**Excerpt to read:**
+ + + +

It can be interpreted as taking action $a$ in state $s$, then following the optimal policy afterwards.

I mention 3 relate algorithms: Monte Carlo, Dynamic Programming and TD learning. TD is a combination of the first two.

However, three algorithm vary in their requirements for environment dynamics and depth of backup(length of state sequence).

  • Monte Carlo: no requirement for environment dynamics, full backup.
  • Dynamic Programming: full knowledge of environment dynamics, full backup.
  • TD learning: no requirement for environment dynamics, sample backup.

Monte Carlo Link to this heading

Short introduction Link to this heading

Monte Carlo estimate the gradient of objective function $F(\theta)$ by sampling (observations) $$ \eta=\nabla_\theta E_{p(x,\theta)}[f(x;\phi)]\sim\frac{1}{N}\sum^N_{n=1}f(x_n;\theta^{(i)}) $$ Different from deterministic optimization, Monte Carlo contains randomness from two parts:

  • In simulation, since the (environment) model $F(\theta)$ is non-deterministic, its gradient and Hessian matrix at $x$ are also random.
  • While optimization, technique like minibatch or stochastic gradient descent introduce randomness.

+ + + +

**Record excerpts:**

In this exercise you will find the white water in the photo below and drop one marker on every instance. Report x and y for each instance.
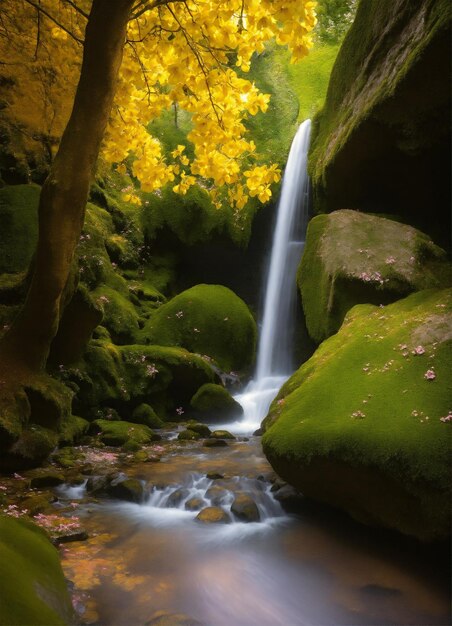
(275, 351)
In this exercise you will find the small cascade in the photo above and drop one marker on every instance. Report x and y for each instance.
(275, 351)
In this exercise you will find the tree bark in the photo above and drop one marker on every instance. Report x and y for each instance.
(64, 194)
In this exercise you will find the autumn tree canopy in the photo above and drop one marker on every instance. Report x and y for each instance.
(191, 55)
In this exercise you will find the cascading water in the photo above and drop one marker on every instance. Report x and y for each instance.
(275, 351)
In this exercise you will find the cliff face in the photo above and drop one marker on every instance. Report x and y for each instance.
(382, 141)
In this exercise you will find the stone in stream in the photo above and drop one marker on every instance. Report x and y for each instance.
(176, 497)
(221, 434)
(216, 494)
(201, 429)
(214, 443)
(163, 618)
(130, 489)
(213, 515)
(245, 509)
(194, 504)
(46, 479)
(214, 475)
(188, 435)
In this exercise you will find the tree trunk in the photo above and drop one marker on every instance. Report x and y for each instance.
(65, 191)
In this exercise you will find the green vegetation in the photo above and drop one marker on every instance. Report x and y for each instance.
(34, 590)
(19, 226)
(209, 320)
(359, 82)
(309, 78)
(353, 258)
(215, 402)
(364, 423)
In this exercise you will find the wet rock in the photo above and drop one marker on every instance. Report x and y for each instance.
(46, 479)
(213, 515)
(214, 476)
(176, 497)
(97, 484)
(130, 489)
(37, 503)
(194, 504)
(245, 509)
(214, 443)
(201, 429)
(221, 434)
(71, 535)
(289, 498)
(163, 618)
(216, 494)
(188, 435)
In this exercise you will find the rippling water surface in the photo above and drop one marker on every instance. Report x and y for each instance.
(315, 567)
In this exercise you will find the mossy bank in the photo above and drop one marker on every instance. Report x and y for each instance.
(365, 424)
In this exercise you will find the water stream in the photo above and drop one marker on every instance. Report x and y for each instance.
(276, 339)
(314, 567)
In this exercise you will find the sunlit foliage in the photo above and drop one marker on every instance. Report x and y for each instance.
(189, 55)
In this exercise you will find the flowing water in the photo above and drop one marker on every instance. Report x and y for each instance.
(276, 341)
(314, 567)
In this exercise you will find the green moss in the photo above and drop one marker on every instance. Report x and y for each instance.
(72, 430)
(120, 317)
(19, 230)
(118, 433)
(167, 377)
(353, 258)
(361, 81)
(214, 401)
(145, 414)
(364, 406)
(34, 590)
(209, 320)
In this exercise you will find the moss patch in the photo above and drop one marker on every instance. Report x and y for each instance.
(215, 402)
(369, 404)
(34, 589)
(353, 258)
(19, 226)
(209, 320)
(119, 433)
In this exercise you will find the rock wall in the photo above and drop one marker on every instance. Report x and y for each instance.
(382, 141)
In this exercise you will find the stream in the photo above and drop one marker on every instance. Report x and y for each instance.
(310, 567)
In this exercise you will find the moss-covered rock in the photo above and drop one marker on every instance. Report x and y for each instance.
(19, 231)
(352, 258)
(209, 320)
(79, 319)
(34, 590)
(214, 402)
(365, 423)
(381, 143)
(145, 414)
(119, 433)
(73, 428)
(120, 316)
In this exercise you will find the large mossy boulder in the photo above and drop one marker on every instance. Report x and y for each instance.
(19, 226)
(382, 141)
(365, 424)
(214, 403)
(123, 377)
(208, 320)
(32, 417)
(355, 258)
(33, 587)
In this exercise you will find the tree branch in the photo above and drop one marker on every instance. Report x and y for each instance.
(52, 19)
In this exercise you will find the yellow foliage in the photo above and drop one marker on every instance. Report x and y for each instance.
(182, 54)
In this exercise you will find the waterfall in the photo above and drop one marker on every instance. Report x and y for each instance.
(276, 341)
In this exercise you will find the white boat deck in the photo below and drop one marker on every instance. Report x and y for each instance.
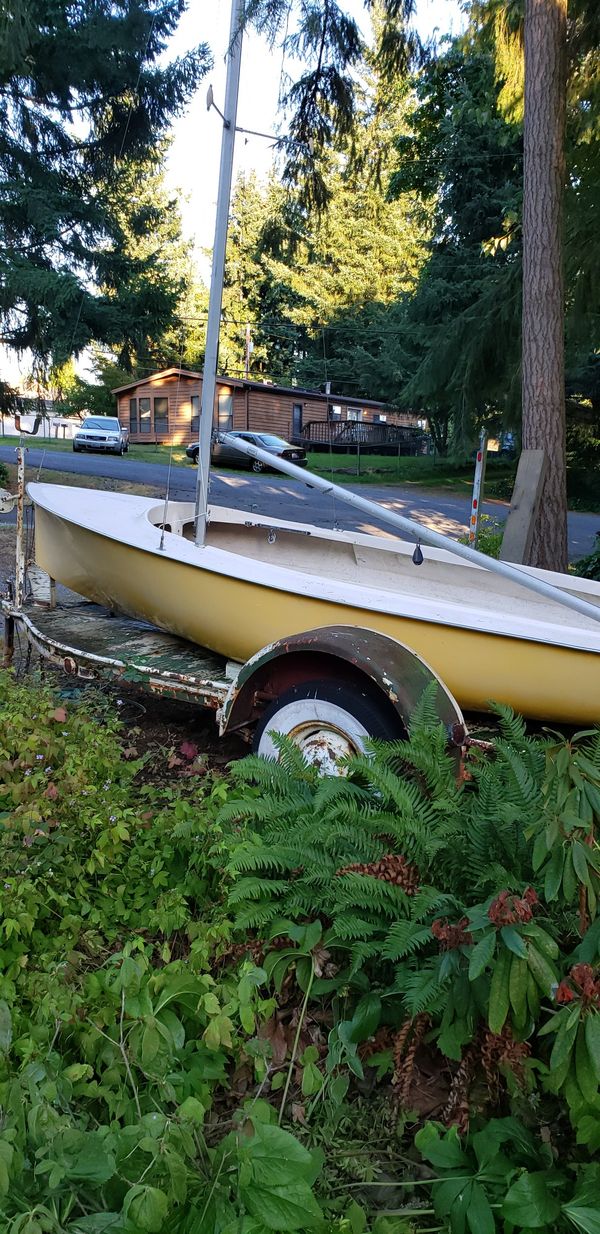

+ + + +

**Challenge:** Pick up the excerpt on Monte Carlo, dynamic programming and TD learning after its last sentence and continue writing it.

**Final answer:**
Monte Carlo in Q-learning Link to this heading

To obtain the return of whole episode $$ G_t=\sum_{i=0}^T\gamma^iR_{t+i} $$ In Monte Carlo we evaluate $V(s)$, then update the estimation $$ V(S_t)\leftarrow V(S_t)+\alpha\frac{1}{N(S_t)}(G_t-V(S_t)) $$ where $\alpha$ is the step size of estimated gradient. $N(S_t)$ is the number samples of state $S_t$.

The above iteration can be also viewed as optimize a $L_2$-loss between $V(S_t)$ and $G_t$, the estimated return and the real return from time $t$ to the end of episode. From the expression, we can know that

First, Monte Carlo algorithm requires the knowledge of the whole episode. It can’t update the estimation until the episode ends.

Second, it doesn’t require the knowledge of environment dynamics. We don’t need to know how states are transited. It only needs the reward and state sequence.

Dynamic Programming Link to this heading

Dynamic Programming refers to a collection of algorithms that can be used to compute optimal policies given a perfect model of the environment as a Markov decision process (MDP).

DP uses full backup. In each iteration, the algorithm considers all possible state next one (or several) step(s), and take the expectation of it rather than sample one of them. Then current best choice is determined. The value function used by DP is: $$ V(S_t)=E_\pi[R_{t+1}+\gamma V(S_{t+1})] $$ It is also recursive. Since it is rarely possible to fully search for all possible states, greedy algorithm is often used.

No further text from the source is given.